* _What is required_: Copy the data below word for word, from its first line down to and including the line that contains "55, 308, 154, 407".

* _Provided material_:
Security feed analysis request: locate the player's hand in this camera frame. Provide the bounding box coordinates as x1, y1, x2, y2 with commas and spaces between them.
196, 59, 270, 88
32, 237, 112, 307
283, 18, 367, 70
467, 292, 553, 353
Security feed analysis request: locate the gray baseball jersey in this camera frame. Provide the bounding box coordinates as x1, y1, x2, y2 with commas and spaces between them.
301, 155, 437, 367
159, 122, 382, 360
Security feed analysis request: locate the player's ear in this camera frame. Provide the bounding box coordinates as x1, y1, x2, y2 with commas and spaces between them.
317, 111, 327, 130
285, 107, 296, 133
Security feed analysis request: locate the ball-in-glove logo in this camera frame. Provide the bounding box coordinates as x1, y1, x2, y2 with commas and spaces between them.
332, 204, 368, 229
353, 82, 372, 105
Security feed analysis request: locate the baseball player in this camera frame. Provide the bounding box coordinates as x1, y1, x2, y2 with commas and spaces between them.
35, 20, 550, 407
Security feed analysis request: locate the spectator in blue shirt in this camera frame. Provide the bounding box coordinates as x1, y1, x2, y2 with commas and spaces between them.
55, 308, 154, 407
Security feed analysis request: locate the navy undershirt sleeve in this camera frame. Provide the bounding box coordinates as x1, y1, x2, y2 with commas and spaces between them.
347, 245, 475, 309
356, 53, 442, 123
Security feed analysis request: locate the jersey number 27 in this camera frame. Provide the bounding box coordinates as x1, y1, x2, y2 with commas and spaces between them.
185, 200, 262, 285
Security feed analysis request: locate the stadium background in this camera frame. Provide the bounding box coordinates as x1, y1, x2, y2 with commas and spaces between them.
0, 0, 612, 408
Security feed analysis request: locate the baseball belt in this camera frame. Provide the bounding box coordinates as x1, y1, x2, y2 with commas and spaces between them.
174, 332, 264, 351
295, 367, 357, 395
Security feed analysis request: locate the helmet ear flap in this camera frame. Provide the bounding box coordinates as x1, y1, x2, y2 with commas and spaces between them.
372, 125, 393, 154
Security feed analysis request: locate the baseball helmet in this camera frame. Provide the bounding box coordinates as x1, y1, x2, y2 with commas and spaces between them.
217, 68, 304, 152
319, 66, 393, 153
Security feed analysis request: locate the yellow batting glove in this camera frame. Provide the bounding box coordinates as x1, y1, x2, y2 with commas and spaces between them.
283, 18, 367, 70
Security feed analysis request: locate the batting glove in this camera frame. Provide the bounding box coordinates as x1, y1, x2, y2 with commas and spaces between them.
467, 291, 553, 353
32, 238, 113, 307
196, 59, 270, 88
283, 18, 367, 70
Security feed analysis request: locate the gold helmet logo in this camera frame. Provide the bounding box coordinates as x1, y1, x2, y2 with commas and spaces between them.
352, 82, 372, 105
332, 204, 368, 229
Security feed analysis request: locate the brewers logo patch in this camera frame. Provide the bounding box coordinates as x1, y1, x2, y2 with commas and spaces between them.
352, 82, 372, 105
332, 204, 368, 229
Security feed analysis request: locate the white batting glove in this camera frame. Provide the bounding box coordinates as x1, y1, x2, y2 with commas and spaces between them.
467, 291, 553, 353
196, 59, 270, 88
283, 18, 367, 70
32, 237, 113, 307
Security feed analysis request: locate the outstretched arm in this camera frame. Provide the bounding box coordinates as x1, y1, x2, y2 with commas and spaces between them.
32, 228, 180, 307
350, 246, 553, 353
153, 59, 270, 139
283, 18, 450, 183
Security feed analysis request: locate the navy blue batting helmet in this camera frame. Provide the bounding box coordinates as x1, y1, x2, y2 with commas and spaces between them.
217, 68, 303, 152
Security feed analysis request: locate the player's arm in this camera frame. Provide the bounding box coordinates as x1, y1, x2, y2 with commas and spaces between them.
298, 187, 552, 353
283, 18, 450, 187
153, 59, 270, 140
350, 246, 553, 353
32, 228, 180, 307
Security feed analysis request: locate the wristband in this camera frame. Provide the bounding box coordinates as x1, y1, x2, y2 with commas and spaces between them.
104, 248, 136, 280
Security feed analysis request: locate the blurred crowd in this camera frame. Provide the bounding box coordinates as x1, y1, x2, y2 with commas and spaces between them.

* _Result of the task_:
Security feed analysis request: locate the player's hand in this camera frame. Provide the bounding box coordinates as x1, y1, x2, y2 with commas and spaces between them.
196, 59, 270, 88
32, 237, 112, 307
283, 18, 367, 70
467, 292, 553, 353
Security feed analysis request: locate the gray baseball jersey in this camera frame. Provide the bounding box coordinates as x1, y1, x2, y2 with commas and spaces between them.
301, 155, 437, 367
159, 122, 382, 360
Security feed analysis request: locate the player's ear in this camera frame. Provide the bounding box coordinates as x1, y1, x2, y2 with commas and spaces between them.
317, 111, 327, 130
285, 107, 296, 133
Security feed analysis request: locate the ball-in-glove logo in this camera frame. Provide the bounding box coordinates as x1, y1, x2, y2 with commas and spaces between them.
332, 204, 368, 229
353, 82, 372, 105
Security feed analysis request: locate the baseball player in this camera frame. Provide the bounding box coordinates as x1, y1, x2, y2 with commas and spaces between them.
35, 20, 550, 407
Security feed analysis request: locate the spectator in blue shirt in this camera frame. Provide the bounding box coordinates as x1, y1, x2, y2 with commas and spaces between them.
55, 308, 154, 407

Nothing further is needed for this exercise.